— begin Source excerpt —
I live in the area of Seville province called the Aljarafe, which is basically the suburbs west of Seville. A huge number of people in the Aljarafe commute into Seville every day to work, including my husband. What is a ten minute drive into the city on a Sunday afternoon becomes a 45 minute drive on Monday morning during rush hour. So commuting isn't limited to just Madrid and Barcelona.


----------



## Overandout (Nov 10, 2012)

Whether its a division of "traditional" vs "modern" Spain, or a rural vs urban Spain, the notion that the Spanish as a collectve culture don't commute is just not correct. Anyhow we are miles off topic here!

The cheapest place to buy residential property is statistically (according Bankinter data) Lugo at 881€ /sq.m.

The most expensive is San Sebastian at 3,947€









Precio de la vivienda en 2022: ¿Cómo evolucionó el precio de las casas en las ciudades?


Descubre cuáles son las ciudades más caras para comprar un piso y cómo varían los precios con respecto a sus máximos y mínimos. | Bankinter



www.bankinter.com


----------



## Eliora (Apr 20, 2020)

We experienced three locations in Spain, smallish towns, north, south and central and there are more local markets and groceries and amenities than we got in France or Portugal. I agree the Spanish don't commute as much as other countries where the smaller villages and towns are dried up economically.


----------



## fortrose52 (Nov 29, 2018)

Have you a price in mind for rental? Or do you wish to buy?


----------



## ccm47 (Oct 15, 2013)

With regard to the cost of food, surely €200 a month is way over the top? When at my property in Spain I'm pretty sure that I spend less than that for two of us, and I don't count the cents. We shop at Mercadona and Carrefour as we can get what we want in the quantity we want and park easily. Aldi, Lidl, Dia etc probably do the same, we're just not fans. Going to the local market and asking for less than 1kg of veg or fruit meant for us an increase in the sale price and we hate to see food rot or go stale because we cannot eat it quickly enough.
The French, unlike the Spanish, are obsessed with food. It is never regarded as just fuel for life and there has been much anxiety about people being able to afford to eat "properly" whilst so many have had their incomes restricted, hence Leclerc (a major hypermarket chain) came up with €21 for 21 meals the link is: Google Image Result for https://magazine-economie.fr/wp-content/uploads/2021/03/leclerc-21repas21euros-menu1-lundi-543x675.jpg.
— end Source excerpt —
# Exercise requirements
1. List every supermarket or hypermarket chain named in the forum thread about life in Spain.
2. According to the Bankinter data cited in the forum thread about life in Spain, which place is the cheapest for buying residential property, and at what price per square meter?
— begin Information shown —
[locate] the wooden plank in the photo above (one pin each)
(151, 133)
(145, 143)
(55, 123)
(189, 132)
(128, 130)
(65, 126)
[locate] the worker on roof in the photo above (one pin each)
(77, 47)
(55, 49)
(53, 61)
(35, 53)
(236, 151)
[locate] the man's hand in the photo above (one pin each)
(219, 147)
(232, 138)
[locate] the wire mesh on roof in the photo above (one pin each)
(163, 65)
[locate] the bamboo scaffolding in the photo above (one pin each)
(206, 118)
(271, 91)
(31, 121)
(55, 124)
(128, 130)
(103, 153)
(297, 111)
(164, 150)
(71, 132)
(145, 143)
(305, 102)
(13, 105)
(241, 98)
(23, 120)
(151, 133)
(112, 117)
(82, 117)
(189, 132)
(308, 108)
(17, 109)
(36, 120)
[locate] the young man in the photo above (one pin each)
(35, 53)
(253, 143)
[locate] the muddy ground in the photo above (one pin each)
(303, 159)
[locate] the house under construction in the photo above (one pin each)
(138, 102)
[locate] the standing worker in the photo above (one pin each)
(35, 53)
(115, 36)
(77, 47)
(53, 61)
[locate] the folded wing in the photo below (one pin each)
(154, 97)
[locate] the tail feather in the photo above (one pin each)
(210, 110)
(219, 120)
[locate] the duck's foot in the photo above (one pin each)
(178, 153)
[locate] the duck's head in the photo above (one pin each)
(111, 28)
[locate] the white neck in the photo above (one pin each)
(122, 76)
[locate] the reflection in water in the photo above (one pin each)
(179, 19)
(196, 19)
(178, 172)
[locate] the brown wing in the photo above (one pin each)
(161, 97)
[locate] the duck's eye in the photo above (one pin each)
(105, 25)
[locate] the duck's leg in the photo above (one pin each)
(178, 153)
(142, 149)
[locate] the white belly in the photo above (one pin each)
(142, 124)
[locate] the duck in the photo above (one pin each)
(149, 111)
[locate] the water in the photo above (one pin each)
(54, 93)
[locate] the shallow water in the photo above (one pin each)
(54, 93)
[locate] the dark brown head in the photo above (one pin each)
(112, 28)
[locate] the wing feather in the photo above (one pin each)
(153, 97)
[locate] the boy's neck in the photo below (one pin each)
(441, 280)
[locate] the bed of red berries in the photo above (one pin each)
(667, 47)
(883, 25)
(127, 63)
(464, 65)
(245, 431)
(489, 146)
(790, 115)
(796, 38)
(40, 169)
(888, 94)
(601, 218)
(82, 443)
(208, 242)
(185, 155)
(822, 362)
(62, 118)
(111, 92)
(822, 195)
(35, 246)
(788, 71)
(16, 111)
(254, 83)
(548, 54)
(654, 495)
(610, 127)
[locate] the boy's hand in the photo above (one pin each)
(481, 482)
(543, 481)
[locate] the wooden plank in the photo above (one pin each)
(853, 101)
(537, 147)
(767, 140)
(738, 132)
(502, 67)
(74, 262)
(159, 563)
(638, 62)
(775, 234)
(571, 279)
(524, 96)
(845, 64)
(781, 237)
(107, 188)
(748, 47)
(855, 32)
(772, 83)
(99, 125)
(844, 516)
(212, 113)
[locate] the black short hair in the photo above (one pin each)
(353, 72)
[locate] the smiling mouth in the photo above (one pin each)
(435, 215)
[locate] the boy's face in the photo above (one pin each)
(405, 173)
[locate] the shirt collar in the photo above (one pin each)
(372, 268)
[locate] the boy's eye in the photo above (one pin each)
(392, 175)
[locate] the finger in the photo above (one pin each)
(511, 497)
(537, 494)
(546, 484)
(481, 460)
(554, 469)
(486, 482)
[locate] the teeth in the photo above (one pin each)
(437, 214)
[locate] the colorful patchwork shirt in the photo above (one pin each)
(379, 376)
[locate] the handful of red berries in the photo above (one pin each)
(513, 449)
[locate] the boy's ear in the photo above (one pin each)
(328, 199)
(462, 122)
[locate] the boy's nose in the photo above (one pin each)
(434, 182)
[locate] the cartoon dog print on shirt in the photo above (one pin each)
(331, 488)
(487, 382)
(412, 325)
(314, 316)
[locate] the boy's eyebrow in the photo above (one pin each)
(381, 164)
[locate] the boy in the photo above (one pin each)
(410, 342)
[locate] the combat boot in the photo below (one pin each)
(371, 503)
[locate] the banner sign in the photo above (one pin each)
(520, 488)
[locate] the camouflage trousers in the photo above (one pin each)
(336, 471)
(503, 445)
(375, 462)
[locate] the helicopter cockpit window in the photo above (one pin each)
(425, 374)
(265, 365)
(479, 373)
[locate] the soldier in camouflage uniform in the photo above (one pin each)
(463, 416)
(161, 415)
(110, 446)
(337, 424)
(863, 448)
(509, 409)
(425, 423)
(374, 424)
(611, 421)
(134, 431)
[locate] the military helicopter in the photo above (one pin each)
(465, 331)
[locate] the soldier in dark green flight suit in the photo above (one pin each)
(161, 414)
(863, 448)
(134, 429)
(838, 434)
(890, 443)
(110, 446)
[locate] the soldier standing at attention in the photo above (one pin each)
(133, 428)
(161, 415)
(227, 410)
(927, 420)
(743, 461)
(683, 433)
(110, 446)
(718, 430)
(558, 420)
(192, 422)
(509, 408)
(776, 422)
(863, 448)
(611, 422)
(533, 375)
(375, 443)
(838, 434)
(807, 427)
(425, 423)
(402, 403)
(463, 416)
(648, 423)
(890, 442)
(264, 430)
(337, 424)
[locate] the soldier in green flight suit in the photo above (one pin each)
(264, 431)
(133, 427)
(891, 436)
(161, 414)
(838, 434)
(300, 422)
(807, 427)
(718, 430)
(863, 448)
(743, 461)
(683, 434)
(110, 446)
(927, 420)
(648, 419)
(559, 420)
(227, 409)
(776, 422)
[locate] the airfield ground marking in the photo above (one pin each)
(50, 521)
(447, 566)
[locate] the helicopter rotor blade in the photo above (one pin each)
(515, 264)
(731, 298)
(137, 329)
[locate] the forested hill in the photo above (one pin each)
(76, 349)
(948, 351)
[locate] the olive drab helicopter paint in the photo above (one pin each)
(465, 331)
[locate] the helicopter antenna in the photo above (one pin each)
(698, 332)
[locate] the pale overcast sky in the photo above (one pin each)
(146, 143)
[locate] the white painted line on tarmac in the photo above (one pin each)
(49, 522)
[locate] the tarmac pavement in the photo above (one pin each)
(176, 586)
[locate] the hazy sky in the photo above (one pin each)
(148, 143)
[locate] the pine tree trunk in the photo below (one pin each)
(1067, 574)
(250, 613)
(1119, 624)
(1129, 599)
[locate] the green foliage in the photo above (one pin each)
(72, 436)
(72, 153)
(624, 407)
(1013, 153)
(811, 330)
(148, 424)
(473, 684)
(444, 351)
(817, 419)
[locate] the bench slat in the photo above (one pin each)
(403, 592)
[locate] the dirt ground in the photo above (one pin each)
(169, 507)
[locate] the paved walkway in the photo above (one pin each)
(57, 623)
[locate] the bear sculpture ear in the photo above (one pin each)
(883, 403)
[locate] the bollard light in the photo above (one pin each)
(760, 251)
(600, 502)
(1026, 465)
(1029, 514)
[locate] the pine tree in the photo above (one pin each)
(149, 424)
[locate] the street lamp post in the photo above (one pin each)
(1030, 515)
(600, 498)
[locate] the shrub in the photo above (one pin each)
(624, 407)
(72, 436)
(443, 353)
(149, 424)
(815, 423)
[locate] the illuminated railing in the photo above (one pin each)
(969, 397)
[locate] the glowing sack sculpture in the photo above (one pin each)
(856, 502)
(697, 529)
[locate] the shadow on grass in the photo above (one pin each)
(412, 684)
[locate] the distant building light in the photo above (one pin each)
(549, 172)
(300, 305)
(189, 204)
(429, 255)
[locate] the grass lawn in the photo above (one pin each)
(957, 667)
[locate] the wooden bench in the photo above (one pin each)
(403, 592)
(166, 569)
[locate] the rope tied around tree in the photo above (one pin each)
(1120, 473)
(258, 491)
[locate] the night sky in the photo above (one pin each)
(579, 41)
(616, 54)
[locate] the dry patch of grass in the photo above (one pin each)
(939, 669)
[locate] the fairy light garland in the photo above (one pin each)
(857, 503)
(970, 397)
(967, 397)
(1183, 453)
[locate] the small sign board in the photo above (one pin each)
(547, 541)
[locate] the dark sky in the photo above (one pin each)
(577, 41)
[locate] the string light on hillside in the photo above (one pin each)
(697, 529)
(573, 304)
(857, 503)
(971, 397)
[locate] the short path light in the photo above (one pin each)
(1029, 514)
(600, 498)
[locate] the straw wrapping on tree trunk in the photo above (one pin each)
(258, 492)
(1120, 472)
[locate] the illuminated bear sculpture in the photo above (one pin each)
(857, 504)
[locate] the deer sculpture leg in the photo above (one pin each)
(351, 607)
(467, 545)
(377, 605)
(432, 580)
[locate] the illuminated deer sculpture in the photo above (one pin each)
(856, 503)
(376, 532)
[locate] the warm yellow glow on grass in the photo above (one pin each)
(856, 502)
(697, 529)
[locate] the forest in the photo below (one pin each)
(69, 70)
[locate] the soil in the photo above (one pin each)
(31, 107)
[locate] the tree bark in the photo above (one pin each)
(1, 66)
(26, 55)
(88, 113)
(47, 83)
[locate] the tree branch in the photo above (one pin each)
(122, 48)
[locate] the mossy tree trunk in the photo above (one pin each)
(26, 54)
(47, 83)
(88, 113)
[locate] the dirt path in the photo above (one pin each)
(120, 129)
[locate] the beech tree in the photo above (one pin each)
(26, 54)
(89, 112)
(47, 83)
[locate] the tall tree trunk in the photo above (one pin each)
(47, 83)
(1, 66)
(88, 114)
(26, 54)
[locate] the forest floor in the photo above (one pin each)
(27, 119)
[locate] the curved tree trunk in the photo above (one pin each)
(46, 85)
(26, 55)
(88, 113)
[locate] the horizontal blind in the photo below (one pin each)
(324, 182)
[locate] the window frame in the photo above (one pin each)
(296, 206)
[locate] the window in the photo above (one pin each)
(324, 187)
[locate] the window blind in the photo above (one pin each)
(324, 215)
— end Information shown —
# List of solutions
1. Mercadona, Carrefour, Aldi, Lidl, Dia, Leclerc

2. Lugo, at 881€ per square meter.